# Fragmento de lectura

Desde entonces, dos Españas en guerra latente y real, poco a poco, década a década, reconciliadas, asimiladas, conscientes de su igualdad, de su unidad. Hasta que Zapatero cambió la concordia por el recuerdo de tiempos que no habitamos, la gestión por el llanto por batallas que no perdimos y la prosperidad por la nostalgia de regímenes que no conocimos. La mitológica II República Española volvió a ser predicada como el cielo laico de todo español biempensante. Es decir, ignorante de que aquel lustro acabó por ser la inquisitorial imposición de un pensamiento único sin espacio para la más elemental de las libertades: de expresión, religiosa, de pensamiento. La conciencia fue perseguida hasta la muerte civil y, en no pocas ocasiones, física.

«Vínculo luminoso de nuestro mejor pasado», para el presidente del gobierno, sectario general del PSOE, aquel tiempo en el que el Frente Popular, integrado como hoy por socialistas, comunistas e independentistas, recurrió al golpe militar tras las elecciones de 1934 y al fraude electoral en las de 1936. A la violencia y la mentira del primer al último día, para imponer un régimen en el que la oposición fue amenazada, agredida y asesinada, incluido el líder conservador José Calvo Sotelo, por la escolta del socialista Indalecio Prieto.

# Objetivos
• 1. En el fragmento sobre la Segunda República, ¿a qué líder conservador asesinó la escolta de Indalecio Prieto?
• 2. Sigue escribiendo el fragmento sobre la Segunda República justo después de su última oración.
El listado no tiene nada que ver con el fragmento sobre la Segunda República.

# Material
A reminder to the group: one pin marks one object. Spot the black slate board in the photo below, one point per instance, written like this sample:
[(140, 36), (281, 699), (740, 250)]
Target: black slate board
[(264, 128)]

# Respuestas por tarea
• 1. A José Calvo Sotelo.

• 2.
A diferencia de lo que estos días cuentan en sus páginas algunos periódicos, la II República no se proclamó para lograr la armonía en la España de la época. Tampoco la Constitución de 1931 se redactó para integrar a todos los ciudadanos por medio de la cesión de todos. No tardó en ser evidente que el régimen nacido aquel 14 de abril era de unos españoles contra la mayoría, como pronto vieron Ortega, Marañón, Unamuno.

“Un pasado que debemos reivindicar”, proclamaba Sánchez el día exacto que un líder político mostraba en el Congreso de los Diputados uno de los adoquines con los que fue recibido por los seguidores del gobierno en Vallecas. Oposición, como hace 90 años, atacada ante el silencio de los mismos medios que narran el advenimiento mitológico de una república onírica casi un siglo atrás, con más voluntad propagandística que rigor. Con más descaro que credibilidad. Con el único objetivo de cambiar el pasado, ignorando el presente que pasa y algún día, dentro de años, convertido en historia, manipularán.